The problem: Report back every line from the entries below in which the word "outline" occurs.

----- Provided records -----

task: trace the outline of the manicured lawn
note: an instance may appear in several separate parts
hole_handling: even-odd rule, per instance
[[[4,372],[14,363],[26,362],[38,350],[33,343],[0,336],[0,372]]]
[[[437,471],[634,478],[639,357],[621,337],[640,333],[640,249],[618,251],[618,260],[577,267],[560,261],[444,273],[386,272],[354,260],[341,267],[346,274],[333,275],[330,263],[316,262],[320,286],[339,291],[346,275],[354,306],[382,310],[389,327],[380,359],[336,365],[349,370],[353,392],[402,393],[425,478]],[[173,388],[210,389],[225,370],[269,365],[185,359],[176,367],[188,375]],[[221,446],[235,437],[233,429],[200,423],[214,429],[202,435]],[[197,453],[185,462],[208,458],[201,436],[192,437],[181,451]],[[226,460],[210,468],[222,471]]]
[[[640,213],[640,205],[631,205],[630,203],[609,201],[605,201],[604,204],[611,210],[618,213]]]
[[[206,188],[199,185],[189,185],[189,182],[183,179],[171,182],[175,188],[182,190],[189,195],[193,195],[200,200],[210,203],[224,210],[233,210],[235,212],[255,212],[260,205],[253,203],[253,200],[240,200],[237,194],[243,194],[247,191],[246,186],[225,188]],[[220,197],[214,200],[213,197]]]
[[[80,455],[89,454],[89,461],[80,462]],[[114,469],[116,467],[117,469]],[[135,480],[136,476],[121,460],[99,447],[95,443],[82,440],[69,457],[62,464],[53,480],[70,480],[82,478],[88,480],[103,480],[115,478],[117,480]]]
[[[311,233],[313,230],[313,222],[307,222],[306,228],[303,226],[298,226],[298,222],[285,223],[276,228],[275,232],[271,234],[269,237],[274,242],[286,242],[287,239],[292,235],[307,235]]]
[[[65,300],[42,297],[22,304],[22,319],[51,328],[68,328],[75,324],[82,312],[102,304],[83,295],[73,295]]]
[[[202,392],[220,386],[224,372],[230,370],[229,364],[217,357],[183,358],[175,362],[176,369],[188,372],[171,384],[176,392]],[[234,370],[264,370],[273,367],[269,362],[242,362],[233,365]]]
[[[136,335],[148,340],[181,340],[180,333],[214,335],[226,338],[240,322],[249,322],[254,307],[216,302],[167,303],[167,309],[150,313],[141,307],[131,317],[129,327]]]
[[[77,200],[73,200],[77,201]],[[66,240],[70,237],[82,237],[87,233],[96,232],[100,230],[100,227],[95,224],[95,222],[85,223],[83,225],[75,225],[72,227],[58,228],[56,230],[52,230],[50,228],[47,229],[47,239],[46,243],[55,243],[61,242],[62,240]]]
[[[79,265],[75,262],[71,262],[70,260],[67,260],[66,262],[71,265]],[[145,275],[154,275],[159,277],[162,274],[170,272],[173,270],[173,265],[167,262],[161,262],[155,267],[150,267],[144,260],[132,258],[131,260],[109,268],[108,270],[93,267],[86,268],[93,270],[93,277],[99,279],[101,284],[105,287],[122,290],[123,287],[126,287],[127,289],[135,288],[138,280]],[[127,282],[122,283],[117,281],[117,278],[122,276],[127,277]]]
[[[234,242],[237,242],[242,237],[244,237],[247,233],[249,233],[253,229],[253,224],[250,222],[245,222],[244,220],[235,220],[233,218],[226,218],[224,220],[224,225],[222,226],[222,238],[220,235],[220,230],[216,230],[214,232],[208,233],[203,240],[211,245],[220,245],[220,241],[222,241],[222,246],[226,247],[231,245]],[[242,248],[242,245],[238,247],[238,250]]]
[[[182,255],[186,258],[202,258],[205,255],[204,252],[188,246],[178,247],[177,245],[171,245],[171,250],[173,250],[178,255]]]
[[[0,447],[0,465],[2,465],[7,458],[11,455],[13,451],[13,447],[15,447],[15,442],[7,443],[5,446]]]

-----
----- Provided records -----

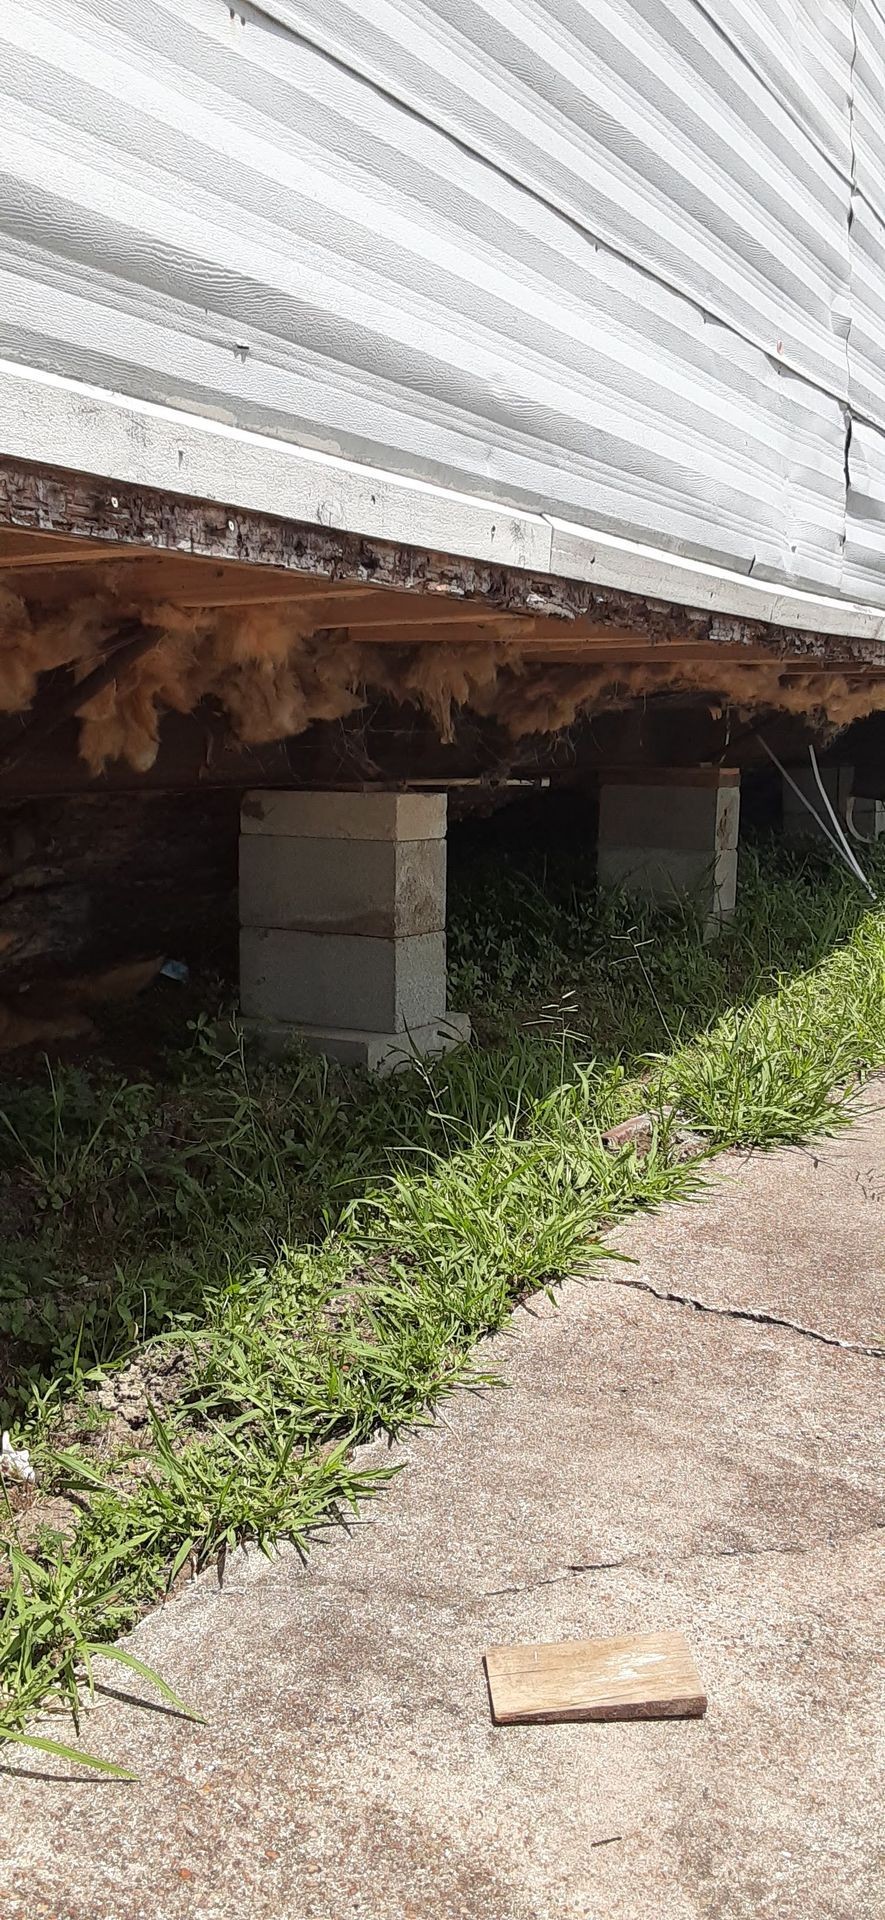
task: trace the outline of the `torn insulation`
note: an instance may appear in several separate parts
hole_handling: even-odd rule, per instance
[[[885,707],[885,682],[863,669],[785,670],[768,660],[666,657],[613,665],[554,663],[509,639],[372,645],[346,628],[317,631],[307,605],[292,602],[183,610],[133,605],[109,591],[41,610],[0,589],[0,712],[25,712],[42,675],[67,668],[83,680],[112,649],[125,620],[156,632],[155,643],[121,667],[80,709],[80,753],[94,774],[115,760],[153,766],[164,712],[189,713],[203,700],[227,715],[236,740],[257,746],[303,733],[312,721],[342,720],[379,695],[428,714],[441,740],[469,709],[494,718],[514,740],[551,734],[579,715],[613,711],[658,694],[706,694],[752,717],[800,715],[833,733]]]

-----
----- Provided records -----

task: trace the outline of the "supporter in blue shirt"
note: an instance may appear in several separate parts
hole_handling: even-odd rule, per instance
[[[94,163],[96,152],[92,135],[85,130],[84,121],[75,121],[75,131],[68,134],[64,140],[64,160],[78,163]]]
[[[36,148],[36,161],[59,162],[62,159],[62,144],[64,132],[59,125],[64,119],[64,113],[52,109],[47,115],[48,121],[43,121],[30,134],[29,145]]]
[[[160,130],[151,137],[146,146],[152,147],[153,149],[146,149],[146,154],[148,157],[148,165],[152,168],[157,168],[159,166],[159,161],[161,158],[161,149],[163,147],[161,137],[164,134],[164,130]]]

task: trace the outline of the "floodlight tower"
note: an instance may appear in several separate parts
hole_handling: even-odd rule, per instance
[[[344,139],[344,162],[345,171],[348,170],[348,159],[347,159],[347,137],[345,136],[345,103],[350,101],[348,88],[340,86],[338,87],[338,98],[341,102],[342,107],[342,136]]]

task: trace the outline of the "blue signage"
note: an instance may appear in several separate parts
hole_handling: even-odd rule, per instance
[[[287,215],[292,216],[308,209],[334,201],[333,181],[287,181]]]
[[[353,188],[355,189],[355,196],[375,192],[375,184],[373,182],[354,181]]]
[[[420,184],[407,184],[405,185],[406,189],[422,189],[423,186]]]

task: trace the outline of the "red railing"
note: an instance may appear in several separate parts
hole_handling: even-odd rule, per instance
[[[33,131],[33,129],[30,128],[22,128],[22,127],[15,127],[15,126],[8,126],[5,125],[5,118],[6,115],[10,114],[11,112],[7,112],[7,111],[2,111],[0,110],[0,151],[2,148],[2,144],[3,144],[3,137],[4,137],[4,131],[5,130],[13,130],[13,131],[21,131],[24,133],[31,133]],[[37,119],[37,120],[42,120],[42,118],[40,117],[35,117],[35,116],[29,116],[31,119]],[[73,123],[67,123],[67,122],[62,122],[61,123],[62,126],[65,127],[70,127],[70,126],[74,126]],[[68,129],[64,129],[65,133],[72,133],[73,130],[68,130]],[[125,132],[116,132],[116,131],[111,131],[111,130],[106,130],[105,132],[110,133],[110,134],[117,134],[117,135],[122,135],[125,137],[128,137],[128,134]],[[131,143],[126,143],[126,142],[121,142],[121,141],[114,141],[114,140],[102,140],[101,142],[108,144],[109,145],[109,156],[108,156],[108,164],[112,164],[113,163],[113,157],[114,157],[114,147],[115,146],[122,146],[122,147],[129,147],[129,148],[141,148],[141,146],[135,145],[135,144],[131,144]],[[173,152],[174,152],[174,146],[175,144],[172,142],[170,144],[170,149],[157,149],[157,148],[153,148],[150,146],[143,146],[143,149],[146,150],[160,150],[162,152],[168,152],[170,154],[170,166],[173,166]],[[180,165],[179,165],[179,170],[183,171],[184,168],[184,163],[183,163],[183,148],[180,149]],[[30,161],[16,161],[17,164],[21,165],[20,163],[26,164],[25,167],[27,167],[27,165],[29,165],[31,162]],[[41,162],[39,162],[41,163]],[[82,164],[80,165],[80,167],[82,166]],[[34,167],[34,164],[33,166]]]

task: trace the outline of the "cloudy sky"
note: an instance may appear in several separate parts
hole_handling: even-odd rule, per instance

-----

Exercise solution:
task: trace the outline of the manicured lawn
task: trace the outline of the `torn insulation`
task: trace the outline of the "supporter in blue shirt"
task: trace the outline of the "floodlight tower"
task: trace the outline of the "blue signage"
task: trace the outline of the "red railing"
task: trace the outline of the "cloudy sky"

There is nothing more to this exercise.